— START —

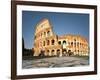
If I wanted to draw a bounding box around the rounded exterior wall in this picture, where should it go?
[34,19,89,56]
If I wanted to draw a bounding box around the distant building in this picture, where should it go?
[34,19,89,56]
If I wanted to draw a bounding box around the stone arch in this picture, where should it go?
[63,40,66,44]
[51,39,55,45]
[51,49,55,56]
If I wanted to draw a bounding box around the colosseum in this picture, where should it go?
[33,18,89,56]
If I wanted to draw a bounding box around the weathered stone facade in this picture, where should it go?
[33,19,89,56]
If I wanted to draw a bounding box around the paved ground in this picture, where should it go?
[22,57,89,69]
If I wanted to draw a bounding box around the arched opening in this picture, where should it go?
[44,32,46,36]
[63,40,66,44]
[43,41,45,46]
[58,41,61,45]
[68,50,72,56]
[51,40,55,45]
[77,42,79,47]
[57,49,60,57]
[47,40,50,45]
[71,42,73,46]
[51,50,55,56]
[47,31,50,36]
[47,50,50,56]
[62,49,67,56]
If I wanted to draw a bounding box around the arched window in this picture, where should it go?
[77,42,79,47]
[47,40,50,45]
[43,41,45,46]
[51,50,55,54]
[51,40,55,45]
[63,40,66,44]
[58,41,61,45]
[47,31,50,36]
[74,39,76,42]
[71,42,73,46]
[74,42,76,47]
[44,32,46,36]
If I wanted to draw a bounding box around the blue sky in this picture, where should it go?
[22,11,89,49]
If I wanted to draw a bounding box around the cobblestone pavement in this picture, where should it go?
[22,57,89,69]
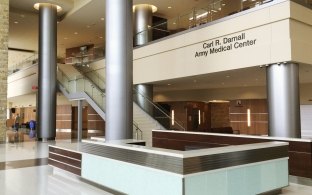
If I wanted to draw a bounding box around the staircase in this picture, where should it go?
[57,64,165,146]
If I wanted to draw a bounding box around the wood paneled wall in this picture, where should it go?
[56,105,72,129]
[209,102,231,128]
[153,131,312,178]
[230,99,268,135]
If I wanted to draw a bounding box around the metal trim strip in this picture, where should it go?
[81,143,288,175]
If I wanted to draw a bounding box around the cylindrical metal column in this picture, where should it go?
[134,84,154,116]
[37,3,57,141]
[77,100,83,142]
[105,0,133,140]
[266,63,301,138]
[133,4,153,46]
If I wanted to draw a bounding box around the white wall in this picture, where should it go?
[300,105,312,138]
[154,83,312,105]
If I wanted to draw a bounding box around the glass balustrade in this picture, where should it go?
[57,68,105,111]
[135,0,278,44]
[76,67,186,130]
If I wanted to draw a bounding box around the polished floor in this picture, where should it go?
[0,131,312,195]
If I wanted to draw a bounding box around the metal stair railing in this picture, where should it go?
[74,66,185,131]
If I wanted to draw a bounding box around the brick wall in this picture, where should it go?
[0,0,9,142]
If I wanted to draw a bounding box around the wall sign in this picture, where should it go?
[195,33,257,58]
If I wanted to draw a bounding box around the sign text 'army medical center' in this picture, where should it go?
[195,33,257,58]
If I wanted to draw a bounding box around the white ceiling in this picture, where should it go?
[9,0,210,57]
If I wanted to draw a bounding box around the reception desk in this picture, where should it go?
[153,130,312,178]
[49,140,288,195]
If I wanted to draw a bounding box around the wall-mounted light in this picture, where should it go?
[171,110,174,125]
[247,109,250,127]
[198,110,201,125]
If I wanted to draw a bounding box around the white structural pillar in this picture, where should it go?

— END —
— START —

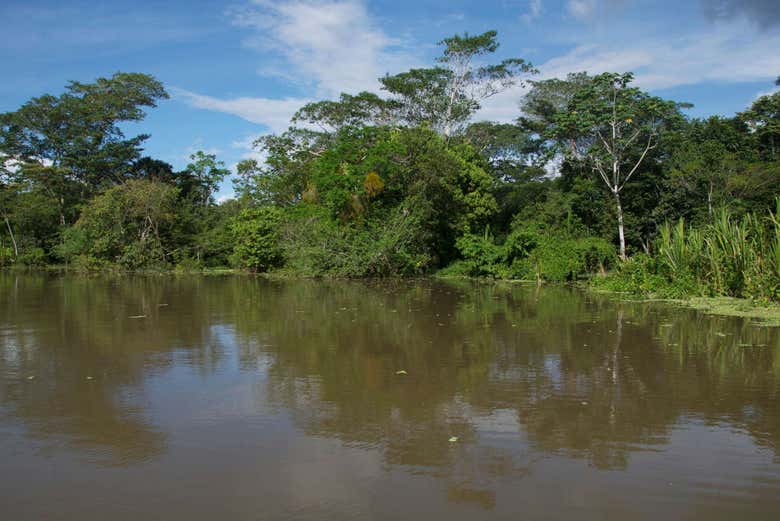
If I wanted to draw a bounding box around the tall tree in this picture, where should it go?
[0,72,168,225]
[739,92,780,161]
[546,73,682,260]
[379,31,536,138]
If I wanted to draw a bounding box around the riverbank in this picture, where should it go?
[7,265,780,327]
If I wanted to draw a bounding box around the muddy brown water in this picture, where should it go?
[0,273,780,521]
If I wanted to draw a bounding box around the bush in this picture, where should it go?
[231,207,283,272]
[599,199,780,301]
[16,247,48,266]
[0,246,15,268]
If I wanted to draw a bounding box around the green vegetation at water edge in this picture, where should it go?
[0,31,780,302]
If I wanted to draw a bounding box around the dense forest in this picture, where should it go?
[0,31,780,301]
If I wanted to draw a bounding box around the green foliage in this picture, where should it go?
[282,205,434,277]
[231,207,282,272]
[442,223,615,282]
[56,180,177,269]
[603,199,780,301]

— END —
— START —

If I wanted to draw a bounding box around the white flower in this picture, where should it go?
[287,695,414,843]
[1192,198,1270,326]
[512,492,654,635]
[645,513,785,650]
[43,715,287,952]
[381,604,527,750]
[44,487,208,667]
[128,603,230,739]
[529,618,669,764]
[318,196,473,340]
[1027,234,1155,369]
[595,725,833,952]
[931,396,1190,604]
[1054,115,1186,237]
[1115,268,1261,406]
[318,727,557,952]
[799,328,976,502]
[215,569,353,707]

— END —

## WORK REQUIRED
Lay out the part of the data that opens with the line containing "If I wanted to draw a bounding box around the glass" and closes with the line containing "[0,131,312,195]" as a Markdown table with the columns Row and Line. Number each line in Row, include both end lines, and leave out any blank lines.

## EXERCISE RESPONSE
| Row | Line |
|---|---|
| 1 | If I wanted to draw a bounding box around the glass balustrade in this picture, where should it go? |
| 2 | [57,68,105,111] |
| 3 | [135,0,278,44] |
| 4 | [76,67,186,130] |
| 5 | If I wanted to draw a bounding box around the polished floor in this picture, where should it go? |
| 6 | [0,131,312,195] |